Right from day one, Loch Fyne Oysters has aimed to minimise its impact on the environment.

  • Since 2012, they have made a huge impact on waste being sent to landfill and reduced their waste uplifts by 70%.
  • They’ve helped businesses in the local community to recycle their cardboard, paper, plastic and polystyrene.
  • They were awarded the Highland & Island Environmental Award 2015 and a Highly Commended award in 2016 and shortlisted again in 2017.
  • In the last 4 years, they have recycled nearly 316 tonnes of various waste and over 700 tonnes of biodegradable waste.
  • All their electricity is supplied via hydro and wind farms.

Amazingly, their commitment to sustainability doesn’t stop there. In conjunction with partners, including other local businesses, they organise an annual beach clean at the head of Loch Fyne, and take part in the ‘Seafood in Schools’ project, to help raise students’ awareness and understanding of seafood and aquaculture as well as environmental issues.

This ‘from loch to plate’ philosophy benefits more than the environment. The company boasts a very high retention rate amongst both full-time and seasonal staff.

The proof is on the plate

From small beginnings, Loch Fyne Oysters has continued to grow and expand its seafood offering. First came a smokehouse, where they could add value to their products. Their salmon is smoked using redundant whisky casks, which adds a unique flavour to the flesh.

Next came a mussel farm, in Loch Roag on the Isle of Lewis in the Outer Hebrides, which, in 2017, became the first blue mussel producer in the world to receive certification against the ASC bivalve standard, awarded by the Aquaculture Stewardship Council.

Cameron Brown, the managing director of Loch Fyne Oysters, said:

"Our teams work tirelessly to ensure our mussels maintain a low carbon footprint. With this certification, our customers around the world will have the confidence they are purchasing the best mussels, harvested under the best practices".

Guiding principles

Loch Fyne Oysters is the only oyster farm in the UK to have its own hatchery and nursery. This ensures that they can offer a range of oysters with subtly differing characteristics throughout the year. The oysters feed naturally on plankton, helping to ensure a completely sustainable process. After growing for 2-3 years each oyster is size graded and purified in filtered natural seawater, before being hand selected, packed and despatched live to their customers.

The same level of environmental care goes into the fish Loch Fyne sources for customers. All their farmed fish are GLOBAL G.A.P. approved to ensure that they support the highest farming standards. Loch Fyne see their role as not only delivering seafood of impeccable quality, but also honouring and preserving the environment from which this resource has arrived.

Motorists driving to Cairndow in electric or hybrid cars can even recharge their vehicles, while they dine, by using the Oyster Bar's own charging points.

The company not only sets the highest environmental standards for itself; it insists that its outside suppliers meet or exceed those same high standards.

Onwards and upwards

In August 2007, the Loch Fyne restaurant chain (but not Loch Fyne Oysters) was bought by the Greene King Brewery for £68m, while in 2012; the then employee-owned company was taken over by Scottish Seafood Investments.

» Data extract
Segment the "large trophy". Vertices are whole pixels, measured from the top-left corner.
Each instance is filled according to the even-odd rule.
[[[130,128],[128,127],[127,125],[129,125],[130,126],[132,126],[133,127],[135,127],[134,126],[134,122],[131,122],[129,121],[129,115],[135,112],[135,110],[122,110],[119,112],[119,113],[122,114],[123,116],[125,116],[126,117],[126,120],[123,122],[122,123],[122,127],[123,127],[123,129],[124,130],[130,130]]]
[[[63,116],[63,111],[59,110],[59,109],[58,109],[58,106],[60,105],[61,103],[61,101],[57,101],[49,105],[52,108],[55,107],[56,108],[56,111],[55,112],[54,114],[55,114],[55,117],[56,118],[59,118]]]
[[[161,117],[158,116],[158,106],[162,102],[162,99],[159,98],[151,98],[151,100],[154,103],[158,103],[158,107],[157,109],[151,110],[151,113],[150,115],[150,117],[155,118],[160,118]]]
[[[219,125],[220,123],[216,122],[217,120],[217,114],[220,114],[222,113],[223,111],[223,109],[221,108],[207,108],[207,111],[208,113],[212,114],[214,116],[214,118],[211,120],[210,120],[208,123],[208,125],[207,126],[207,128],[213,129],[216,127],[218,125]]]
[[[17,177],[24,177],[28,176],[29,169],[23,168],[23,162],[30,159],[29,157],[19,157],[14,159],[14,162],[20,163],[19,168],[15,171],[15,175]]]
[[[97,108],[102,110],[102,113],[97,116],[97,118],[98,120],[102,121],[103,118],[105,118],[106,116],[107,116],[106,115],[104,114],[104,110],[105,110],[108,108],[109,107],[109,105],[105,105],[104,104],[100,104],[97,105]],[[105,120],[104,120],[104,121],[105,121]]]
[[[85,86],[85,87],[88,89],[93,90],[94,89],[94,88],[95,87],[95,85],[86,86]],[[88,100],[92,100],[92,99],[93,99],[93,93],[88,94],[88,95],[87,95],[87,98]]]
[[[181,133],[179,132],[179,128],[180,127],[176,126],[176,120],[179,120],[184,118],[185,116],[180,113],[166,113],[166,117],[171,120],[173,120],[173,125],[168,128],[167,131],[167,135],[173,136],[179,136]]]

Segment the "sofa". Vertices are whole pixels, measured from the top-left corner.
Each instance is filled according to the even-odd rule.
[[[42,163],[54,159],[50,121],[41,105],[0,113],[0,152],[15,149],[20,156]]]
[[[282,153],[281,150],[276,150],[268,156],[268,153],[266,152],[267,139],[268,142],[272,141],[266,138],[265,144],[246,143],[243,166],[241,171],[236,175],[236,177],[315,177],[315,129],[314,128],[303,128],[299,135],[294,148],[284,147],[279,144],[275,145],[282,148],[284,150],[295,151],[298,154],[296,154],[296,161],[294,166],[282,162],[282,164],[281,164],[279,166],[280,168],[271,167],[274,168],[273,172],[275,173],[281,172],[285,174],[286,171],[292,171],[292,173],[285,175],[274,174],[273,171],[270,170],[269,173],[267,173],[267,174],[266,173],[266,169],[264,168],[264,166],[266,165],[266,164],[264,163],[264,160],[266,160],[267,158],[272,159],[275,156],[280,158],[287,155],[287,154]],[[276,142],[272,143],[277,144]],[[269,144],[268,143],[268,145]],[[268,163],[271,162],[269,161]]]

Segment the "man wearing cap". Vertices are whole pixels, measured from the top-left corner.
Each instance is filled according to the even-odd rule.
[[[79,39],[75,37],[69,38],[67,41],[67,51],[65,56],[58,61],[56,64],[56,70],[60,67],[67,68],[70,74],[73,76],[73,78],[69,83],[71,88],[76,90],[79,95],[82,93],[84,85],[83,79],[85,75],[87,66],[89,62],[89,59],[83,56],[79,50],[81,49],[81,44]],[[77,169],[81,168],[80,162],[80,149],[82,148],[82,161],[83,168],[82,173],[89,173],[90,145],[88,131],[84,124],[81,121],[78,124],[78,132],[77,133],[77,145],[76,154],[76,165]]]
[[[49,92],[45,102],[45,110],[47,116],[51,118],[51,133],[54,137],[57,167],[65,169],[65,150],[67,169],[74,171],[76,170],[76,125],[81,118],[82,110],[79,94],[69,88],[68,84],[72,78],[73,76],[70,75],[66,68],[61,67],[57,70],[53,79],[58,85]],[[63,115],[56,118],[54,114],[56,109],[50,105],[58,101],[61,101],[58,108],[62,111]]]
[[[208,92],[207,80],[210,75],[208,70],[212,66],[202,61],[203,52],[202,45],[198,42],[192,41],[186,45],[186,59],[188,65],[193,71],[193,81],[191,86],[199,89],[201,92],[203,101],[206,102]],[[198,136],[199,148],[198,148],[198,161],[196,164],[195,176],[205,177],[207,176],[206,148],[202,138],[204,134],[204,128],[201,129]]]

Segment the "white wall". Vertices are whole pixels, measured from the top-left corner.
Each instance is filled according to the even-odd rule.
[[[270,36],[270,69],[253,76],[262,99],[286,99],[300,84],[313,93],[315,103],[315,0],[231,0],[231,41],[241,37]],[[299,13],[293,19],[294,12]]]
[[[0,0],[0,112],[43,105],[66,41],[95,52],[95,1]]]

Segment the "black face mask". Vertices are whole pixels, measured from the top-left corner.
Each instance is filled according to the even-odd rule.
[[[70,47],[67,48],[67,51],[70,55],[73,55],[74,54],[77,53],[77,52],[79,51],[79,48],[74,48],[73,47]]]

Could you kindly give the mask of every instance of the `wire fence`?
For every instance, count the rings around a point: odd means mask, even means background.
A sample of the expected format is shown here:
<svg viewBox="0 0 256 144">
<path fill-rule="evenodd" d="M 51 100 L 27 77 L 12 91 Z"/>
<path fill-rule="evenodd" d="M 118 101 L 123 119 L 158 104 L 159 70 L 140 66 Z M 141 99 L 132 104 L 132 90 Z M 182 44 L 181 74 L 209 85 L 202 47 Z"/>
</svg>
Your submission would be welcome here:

» What is required
In the text on Loch Fyne Oysters, what is used to smoke the company's salmon?

» Written solution
Redundant whisky casks.